### Available records

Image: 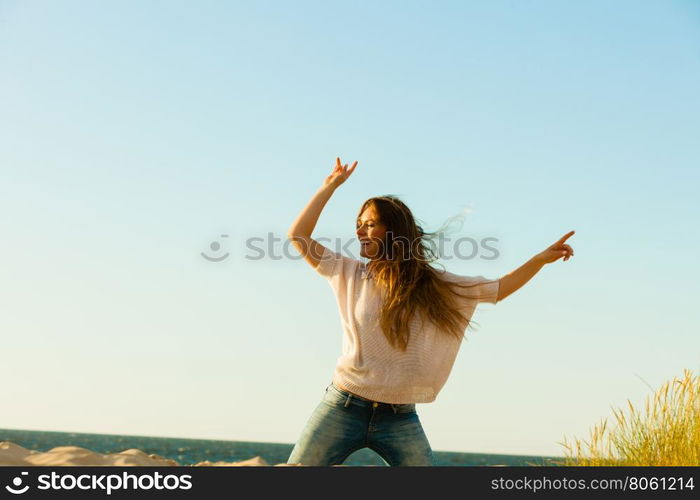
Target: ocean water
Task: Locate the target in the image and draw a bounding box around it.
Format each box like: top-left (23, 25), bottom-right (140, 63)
top-left (0, 429), bottom-right (561, 467)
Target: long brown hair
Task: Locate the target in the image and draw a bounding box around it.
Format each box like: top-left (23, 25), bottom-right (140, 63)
top-left (358, 195), bottom-right (486, 351)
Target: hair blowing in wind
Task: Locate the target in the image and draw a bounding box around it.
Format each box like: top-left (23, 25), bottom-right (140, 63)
top-left (359, 195), bottom-right (484, 351)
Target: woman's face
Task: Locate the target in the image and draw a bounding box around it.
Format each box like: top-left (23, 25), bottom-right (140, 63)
top-left (355, 205), bottom-right (386, 259)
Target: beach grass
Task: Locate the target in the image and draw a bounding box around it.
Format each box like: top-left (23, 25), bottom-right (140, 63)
top-left (556, 369), bottom-right (700, 466)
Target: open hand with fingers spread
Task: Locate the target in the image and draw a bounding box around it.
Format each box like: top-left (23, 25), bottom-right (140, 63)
top-left (323, 158), bottom-right (357, 188)
top-left (537, 231), bottom-right (576, 264)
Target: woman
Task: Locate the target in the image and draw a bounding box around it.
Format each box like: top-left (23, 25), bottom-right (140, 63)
top-left (287, 158), bottom-right (574, 466)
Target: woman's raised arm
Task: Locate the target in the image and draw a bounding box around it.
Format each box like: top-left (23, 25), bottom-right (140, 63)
top-left (287, 158), bottom-right (357, 268)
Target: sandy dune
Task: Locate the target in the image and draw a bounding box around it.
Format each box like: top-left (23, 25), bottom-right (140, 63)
top-left (0, 441), bottom-right (298, 467)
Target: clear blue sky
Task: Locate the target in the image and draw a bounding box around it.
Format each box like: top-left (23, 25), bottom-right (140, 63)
top-left (0, 0), bottom-right (700, 454)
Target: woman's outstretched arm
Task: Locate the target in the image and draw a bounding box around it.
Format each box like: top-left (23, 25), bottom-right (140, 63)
top-left (496, 231), bottom-right (575, 302)
top-left (287, 158), bottom-right (357, 268)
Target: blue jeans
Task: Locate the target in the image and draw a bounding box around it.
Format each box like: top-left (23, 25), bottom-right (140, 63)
top-left (287, 383), bottom-right (433, 466)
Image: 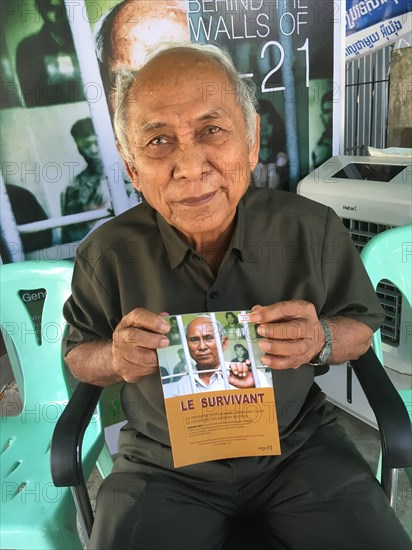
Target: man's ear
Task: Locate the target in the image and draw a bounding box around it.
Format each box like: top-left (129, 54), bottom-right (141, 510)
top-left (116, 140), bottom-right (141, 192)
top-left (249, 114), bottom-right (260, 172)
top-left (222, 336), bottom-right (229, 351)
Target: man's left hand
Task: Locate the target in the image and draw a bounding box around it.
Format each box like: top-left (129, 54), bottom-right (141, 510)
top-left (250, 300), bottom-right (325, 370)
top-left (228, 359), bottom-right (255, 389)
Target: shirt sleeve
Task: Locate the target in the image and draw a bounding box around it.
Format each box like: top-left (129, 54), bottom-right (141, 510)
top-left (320, 209), bottom-right (385, 331)
top-left (63, 247), bottom-right (121, 356)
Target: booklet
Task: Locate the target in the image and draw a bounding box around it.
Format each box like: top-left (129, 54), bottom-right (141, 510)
top-left (157, 311), bottom-right (281, 468)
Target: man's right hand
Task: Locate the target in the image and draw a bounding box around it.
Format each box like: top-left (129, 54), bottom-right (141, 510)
top-left (112, 308), bottom-right (170, 383)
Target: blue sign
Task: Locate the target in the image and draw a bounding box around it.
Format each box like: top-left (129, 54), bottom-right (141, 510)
top-left (346, 0), bottom-right (411, 36)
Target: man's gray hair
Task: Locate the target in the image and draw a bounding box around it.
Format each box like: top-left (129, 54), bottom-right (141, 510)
top-left (114, 42), bottom-right (257, 163)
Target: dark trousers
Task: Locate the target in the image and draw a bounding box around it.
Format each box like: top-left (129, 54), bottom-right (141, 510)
top-left (89, 422), bottom-right (411, 550)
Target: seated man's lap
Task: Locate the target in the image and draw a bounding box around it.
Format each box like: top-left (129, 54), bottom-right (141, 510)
top-left (90, 422), bottom-right (409, 550)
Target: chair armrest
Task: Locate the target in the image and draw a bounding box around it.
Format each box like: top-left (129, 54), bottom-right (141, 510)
top-left (50, 382), bottom-right (103, 487)
top-left (351, 348), bottom-right (412, 468)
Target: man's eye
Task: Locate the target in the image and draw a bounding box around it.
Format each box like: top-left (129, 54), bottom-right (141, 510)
top-left (149, 136), bottom-right (168, 145)
top-left (206, 126), bottom-right (220, 134)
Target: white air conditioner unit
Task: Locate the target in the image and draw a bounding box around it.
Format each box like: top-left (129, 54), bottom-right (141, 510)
top-left (297, 156), bottom-right (412, 425)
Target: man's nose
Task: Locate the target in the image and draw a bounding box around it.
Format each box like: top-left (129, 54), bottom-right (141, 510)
top-left (199, 338), bottom-right (207, 349)
top-left (173, 143), bottom-right (211, 182)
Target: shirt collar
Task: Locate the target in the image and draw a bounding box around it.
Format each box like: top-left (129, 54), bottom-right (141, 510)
top-left (156, 200), bottom-right (245, 269)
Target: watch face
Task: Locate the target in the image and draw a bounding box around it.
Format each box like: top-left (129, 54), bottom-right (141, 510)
top-left (319, 343), bottom-right (332, 363)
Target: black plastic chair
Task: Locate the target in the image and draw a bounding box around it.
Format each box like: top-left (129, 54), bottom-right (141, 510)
top-left (51, 348), bottom-right (412, 548)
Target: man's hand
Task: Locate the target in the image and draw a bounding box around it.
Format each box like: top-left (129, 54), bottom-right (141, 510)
top-left (250, 300), bottom-right (325, 370)
top-left (112, 308), bottom-right (170, 383)
top-left (228, 359), bottom-right (255, 389)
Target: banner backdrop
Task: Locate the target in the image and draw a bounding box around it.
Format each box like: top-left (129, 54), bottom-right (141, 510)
top-left (85, 0), bottom-right (343, 191)
top-left (345, 0), bottom-right (412, 61)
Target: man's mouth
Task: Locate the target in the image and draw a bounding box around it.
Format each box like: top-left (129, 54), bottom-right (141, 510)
top-left (180, 191), bottom-right (216, 206)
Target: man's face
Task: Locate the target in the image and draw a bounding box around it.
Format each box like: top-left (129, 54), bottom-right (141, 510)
top-left (187, 317), bottom-right (228, 369)
top-left (76, 134), bottom-right (100, 162)
top-left (235, 346), bottom-right (247, 362)
top-left (120, 50), bottom-right (259, 243)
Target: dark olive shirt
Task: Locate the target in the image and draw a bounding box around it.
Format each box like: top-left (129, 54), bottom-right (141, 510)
top-left (64, 188), bottom-right (383, 454)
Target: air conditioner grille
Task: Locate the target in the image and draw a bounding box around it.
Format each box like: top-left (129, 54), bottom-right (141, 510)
top-left (342, 218), bottom-right (402, 346)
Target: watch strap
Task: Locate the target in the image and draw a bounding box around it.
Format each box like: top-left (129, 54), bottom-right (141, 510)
top-left (308, 319), bottom-right (332, 367)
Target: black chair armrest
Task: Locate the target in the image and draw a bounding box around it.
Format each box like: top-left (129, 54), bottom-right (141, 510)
top-left (351, 348), bottom-right (412, 468)
top-left (50, 382), bottom-right (103, 487)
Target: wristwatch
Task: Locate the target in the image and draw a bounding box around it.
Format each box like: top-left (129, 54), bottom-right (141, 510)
top-left (308, 319), bottom-right (332, 367)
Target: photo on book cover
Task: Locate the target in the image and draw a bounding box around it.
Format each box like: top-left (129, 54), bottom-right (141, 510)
top-left (158, 311), bottom-right (272, 398)
top-left (157, 311), bottom-right (280, 468)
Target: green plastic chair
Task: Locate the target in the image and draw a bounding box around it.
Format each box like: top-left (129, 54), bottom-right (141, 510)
top-left (361, 225), bottom-right (412, 508)
top-left (0, 261), bottom-right (112, 549)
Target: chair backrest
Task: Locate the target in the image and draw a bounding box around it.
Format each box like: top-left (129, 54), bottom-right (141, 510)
top-left (0, 261), bottom-right (73, 410)
top-left (361, 225), bottom-right (412, 364)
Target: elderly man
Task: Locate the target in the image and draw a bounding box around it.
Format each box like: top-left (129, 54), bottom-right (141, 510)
top-left (65, 44), bottom-right (409, 550)
top-left (168, 315), bottom-right (269, 397)
top-left (95, 0), bottom-right (190, 114)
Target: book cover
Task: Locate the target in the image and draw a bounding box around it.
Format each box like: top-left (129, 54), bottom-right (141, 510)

### Prompt
Convert the records from the line containing "Target: beach grass" through the line containing "top-left (0, 441), bottom-right (298, 467)" into a JSON list of strings with one string per line, leaving out any blank lines.

### Task result
[
  "Target: beach grass",
  "Task: Locate the target in the image and draw a bounding box around it.",
  "Format each box like: top-left (23, 25), bottom-right (140, 63)",
  "top-left (556, 369), bottom-right (700, 466)",
  "Target: open hand with fingers spread",
  "Task: Locate the target in the image and draw a bounding box around it.",
  "Format each box like: top-left (23, 25), bottom-right (140, 63)",
  "top-left (323, 158), bottom-right (357, 188)",
  "top-left (537, 231), bottom-right (576, 264)",
  "Target: woman",
  "Task: Locate the target in the image and draw a bounding box around it.",
  "Format each box like: top-left (23, 25), bottom-right (140, 63)",
  "top-left (287, 158), bottom-right (574, 466)",
  "Target: woman's raised arm",
  "Task: Locate the target in the image and draw a bounding box around it.",
  "Format each box like: top-left (23, 25), bottom-right (140, 63)",
  "top-left (287, 158), bottom-right (357, 268)",
  "Target: sandy dune",
  "Task: Locate the target in the image and draw a bounding box around it.",
  "Format each box like: top-left (23, 25), bottom-right (140, 63)",
  "top-left (0, 441), bottom-right (298, 467)"
]